** Start **

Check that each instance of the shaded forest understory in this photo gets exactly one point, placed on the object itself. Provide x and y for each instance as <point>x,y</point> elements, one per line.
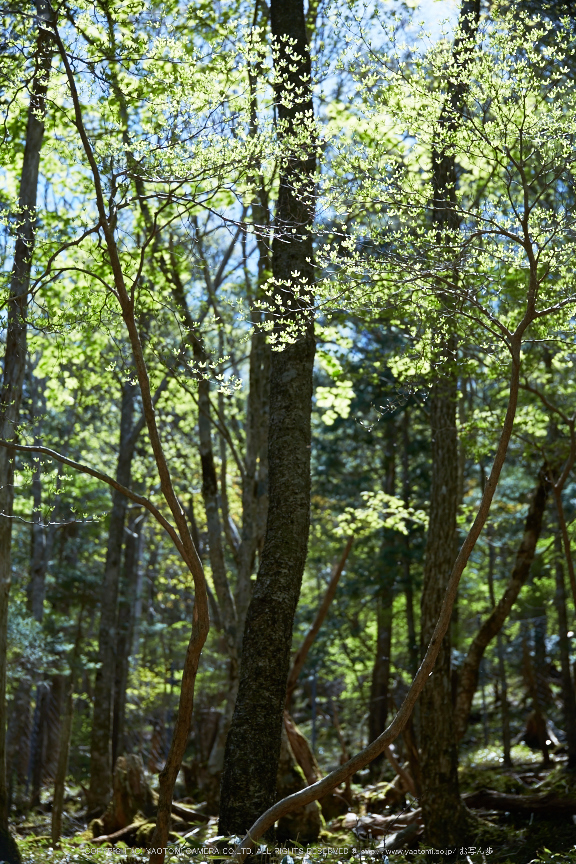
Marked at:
<point>287,431</point>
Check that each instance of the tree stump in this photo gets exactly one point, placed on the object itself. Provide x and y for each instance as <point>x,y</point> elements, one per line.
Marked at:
<point>131,795</point>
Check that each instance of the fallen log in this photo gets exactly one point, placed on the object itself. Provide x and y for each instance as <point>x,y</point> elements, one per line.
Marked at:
<point>376,825</point>
<point>549,803</point>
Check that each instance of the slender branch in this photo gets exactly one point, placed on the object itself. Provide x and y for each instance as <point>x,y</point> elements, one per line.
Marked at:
<point>105,478</point>
<point>302,652</point>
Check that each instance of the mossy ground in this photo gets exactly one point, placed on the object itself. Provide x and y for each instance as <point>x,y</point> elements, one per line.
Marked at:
<point>502,838</point>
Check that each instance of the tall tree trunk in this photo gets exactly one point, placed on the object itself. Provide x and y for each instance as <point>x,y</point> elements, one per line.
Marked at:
<point>102,718</point>
<point>445,817</point>
<point>568,699</point>
<point>15,354</point>
<point>20,723</point>
<point>126,623</point>
<point>378,710</point>
<point>444,814</point>
<point>504,708</point>
<point>407,575</point>
<point>253,744</point>
<point>468,680</point>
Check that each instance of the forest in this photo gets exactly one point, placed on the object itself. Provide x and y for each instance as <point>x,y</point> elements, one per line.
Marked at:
<point>287,431</point>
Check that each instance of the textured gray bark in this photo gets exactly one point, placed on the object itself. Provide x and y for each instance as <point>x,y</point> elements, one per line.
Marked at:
<point>127,616</point>
<point>253,745</point>
<point>445,817</point>
<point>15,354</point>
<point>102,718</point>
<point>568,698</point>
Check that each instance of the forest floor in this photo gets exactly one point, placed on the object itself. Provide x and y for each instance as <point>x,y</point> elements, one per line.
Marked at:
<point>372,830</point>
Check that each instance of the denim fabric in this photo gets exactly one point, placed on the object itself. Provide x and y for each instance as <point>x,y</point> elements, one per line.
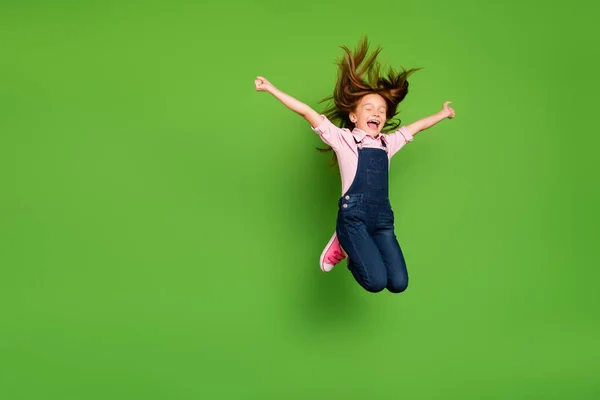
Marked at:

** End **

■ TASK TO CARRY OUT
Rewrite all the items above, changing "Marked at" to "Located at" everywhere it appears and leaving everything else as it is. Omit the pictures from your version.

■ EXERCISE RESULT
Check that each instance of the shaded forest understory in this photo gets exactly one point, placed on the object itself. Provide x and y for each instance as <point>x,y</point> elements, one per line.
Located at:
<point>287,431</point>
Check that each instance of the tree stump in this photo gets exactly one point, placed on the object itself. Provide x and y for each instance as <point>x,y</point> elements, one per line.
Located at:
<point>131,795</point>
Check that each instance of the fallen log in this photo gets exactly one point, placed on the object itself. Provide x and y for each instance as <point>x,y</point> elements, one per line.
Located at:
<point>376,825</point>
<point>549,803</point>
Check that each instance of the slender branch in this photo gets exactly one point, placed on the object itself. Provide x and y for each instance as <point>x,y</point> elements, one per line.
Located at:
<point>105,478</point>
<point>302,652</point>
Check that each instance of the mossy ground in this photo gets exactly one point, placed on the object itself. Provide x and y for each instance as <point>x,y</point> elements, one per line.
Located at:
<point>502,838</point>
Check that each instance of the tall tree trunk in this photo gets exactly one point, placed on the object itself. Provide x and y for each instance as <point>x,y</point> elements, one per line.
Located at:
<point>102,718</point>
<point>445,817</point>
<point>568,699</point>
<point>15,354</point>
<point>20,723</point>
<point>126,623</point>
<point>378,710</point>
<point>444,814</point>
<point>504,708</point>
<point>407,575</point>
<point>253,744</point>
<point>468,680</point>
Check that each instance of the forest in this photo gets exactly one point, placed on the object itself. Provide x and y for each instance as <point>x,y</point> elements, one per line.
Located at:
<point>287,431</point>
Check that each instance of the textured gray bark in this photo gets exactly one point, placed on the object itself. Provide x and y for each instance as <point>x,y</point> elements, one per line.
Located at:
<point>127,616</point>
<point>253,745</point>
<point>445,817</point>
<point>15,354</point>
<point>102,718</point>
<point>568,698</point>
Check that each instance of the forest floor in this photo gets exactly one point, placed on the object itself. Provide x and y for each instance as <point>x,y</point> elements, one per line.
Located at:
<point>372,830</point>
Check that each instance of the denim fabric in this photo gets exactly one point, placed on the object itself. Provide x and y for each instance as <point>x,y</point> elements, one per line.
Located at:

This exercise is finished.